Personal transformations have periodically fused with Woodcock’s golf life. She went pro after her late father Lennues Woodcock manifested Alzheimer’s disease in his 50s.

“His passion was to retire and play golf,” says Canadian-born Woodcock, 63. “And he never got there. I shared his passion. He got my brothers and me involved. So I turned pro in 1994 to live my passion.”

Short, fit and focused, Woodcock spent her first 35 years in picturesque Vancouver, B.C., never far from her businessman father, artist mother, Bonnie Paxton Woodcock, and two younger brothers.

“I was more of an athlete than a student until grade 12,” she reports, as a wicked crook alters her ever-present smile. “Then I excelled at subjects I liked.”

One of those subjects was accounting, which she later studied at the University of British Columbia.

“I really wanted to be a computer programmer,” she says. “But at that time they didn’t hire women as programmers.”

Woodcock subsequently owned accounting, computer-training and health food businesses in Vancouver and Houston before taking up the life of golf pro — a PGA and LPGA member — in Palm Springs, Calif. in 1996. She had competed on the amateur level previously. Her comparatively diminuative 5-foot, 2-inch-high frame didn’t hinder her game.

Task instructions: Output the passage above about Woodcock's golf career verbatim, starting at "Personal transformations have" and ending at "in his 50s.".

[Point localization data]
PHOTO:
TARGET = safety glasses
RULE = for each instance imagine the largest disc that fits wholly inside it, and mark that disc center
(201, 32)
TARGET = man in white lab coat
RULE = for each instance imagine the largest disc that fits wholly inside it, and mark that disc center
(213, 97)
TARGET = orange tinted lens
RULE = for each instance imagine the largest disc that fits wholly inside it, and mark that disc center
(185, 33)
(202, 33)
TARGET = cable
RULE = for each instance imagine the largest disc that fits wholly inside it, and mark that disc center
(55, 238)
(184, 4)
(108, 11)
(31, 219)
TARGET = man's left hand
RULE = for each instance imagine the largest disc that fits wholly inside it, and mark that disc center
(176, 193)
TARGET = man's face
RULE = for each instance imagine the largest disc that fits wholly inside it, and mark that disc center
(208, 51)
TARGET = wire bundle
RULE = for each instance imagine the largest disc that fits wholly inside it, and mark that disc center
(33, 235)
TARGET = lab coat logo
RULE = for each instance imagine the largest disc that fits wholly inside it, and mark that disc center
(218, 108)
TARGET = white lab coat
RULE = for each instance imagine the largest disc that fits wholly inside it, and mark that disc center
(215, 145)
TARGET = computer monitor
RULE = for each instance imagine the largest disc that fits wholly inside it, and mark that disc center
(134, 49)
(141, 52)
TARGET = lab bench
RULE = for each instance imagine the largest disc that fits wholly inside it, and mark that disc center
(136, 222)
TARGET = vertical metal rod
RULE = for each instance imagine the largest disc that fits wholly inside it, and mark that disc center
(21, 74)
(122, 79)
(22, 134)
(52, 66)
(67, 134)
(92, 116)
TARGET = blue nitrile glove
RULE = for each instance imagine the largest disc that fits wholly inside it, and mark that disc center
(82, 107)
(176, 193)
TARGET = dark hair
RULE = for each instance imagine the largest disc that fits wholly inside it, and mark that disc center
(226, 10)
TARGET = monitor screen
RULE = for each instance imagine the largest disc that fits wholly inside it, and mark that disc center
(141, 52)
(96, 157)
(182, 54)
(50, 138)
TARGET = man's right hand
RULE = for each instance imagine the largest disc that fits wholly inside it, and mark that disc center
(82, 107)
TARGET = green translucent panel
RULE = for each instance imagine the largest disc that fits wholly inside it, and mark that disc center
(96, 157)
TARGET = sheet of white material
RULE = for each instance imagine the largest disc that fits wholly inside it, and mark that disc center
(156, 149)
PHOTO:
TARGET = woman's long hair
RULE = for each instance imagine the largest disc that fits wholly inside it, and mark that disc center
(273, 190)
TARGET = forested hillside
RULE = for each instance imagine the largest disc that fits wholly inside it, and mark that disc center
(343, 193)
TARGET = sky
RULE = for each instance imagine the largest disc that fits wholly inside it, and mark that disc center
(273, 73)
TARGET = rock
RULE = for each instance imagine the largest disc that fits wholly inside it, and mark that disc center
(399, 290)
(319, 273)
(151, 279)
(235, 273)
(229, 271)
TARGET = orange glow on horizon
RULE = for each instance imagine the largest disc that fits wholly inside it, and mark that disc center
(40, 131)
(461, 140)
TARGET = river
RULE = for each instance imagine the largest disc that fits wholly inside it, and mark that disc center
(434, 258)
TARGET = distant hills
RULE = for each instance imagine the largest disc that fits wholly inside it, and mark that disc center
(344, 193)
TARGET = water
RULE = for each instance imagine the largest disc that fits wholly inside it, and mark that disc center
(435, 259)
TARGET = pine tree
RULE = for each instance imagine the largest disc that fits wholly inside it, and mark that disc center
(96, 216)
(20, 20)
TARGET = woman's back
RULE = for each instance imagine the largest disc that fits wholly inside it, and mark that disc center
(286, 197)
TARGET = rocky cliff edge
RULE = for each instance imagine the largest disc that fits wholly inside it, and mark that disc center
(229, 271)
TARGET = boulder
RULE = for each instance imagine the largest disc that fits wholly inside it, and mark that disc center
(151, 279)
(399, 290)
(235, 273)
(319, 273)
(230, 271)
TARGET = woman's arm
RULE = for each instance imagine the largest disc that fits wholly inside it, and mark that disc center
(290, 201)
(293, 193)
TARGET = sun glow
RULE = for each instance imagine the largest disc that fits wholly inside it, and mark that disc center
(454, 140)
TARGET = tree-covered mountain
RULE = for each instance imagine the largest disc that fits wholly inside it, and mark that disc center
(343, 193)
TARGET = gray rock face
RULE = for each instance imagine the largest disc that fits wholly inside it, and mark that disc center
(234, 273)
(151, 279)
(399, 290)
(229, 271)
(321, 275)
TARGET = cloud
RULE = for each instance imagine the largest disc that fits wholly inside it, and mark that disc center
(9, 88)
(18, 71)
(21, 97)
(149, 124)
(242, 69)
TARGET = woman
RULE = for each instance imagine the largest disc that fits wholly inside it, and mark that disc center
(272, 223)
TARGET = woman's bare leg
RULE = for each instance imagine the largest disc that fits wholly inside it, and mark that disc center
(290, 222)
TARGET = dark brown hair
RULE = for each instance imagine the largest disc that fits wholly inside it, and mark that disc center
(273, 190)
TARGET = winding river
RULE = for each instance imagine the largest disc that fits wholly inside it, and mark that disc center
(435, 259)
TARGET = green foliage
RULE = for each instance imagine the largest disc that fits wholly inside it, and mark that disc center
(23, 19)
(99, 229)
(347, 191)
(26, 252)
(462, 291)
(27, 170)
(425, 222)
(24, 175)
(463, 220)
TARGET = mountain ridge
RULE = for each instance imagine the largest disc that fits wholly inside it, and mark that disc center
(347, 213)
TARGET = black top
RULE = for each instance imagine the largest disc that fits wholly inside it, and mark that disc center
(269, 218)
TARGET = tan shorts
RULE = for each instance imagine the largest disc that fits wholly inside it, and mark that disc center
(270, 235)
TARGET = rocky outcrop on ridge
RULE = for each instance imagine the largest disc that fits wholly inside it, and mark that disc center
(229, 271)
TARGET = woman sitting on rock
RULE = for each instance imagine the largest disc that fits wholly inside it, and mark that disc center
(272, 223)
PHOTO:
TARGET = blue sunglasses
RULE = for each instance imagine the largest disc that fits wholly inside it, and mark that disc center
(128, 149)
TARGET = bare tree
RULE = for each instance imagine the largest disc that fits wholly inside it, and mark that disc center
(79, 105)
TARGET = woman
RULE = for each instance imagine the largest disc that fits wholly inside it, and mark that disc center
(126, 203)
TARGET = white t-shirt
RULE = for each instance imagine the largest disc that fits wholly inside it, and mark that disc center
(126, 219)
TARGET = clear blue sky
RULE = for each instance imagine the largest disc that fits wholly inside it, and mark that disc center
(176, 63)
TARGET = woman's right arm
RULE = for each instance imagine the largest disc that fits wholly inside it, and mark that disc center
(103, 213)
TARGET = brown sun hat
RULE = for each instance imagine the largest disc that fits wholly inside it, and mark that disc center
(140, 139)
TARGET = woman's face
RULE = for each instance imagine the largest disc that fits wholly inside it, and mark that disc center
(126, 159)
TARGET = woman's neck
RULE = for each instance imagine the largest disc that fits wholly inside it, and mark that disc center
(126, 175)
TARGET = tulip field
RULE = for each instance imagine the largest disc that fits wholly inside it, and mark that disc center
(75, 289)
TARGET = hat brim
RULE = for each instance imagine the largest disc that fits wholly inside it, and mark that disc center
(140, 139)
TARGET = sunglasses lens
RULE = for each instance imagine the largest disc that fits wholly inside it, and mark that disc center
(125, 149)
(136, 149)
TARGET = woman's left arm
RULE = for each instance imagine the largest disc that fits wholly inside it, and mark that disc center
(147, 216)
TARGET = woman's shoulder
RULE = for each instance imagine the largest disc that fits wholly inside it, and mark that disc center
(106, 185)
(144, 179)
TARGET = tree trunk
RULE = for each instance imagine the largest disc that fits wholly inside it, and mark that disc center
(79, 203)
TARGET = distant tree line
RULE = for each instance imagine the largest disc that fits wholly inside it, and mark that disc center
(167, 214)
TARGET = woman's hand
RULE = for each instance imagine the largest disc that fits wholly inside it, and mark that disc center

Answer below:
Personal transformations have periodically fused with Woodcock’s golf life. She went pro after her late father Lennues Woodcock manifested Alzheimer’s disease in his 50s.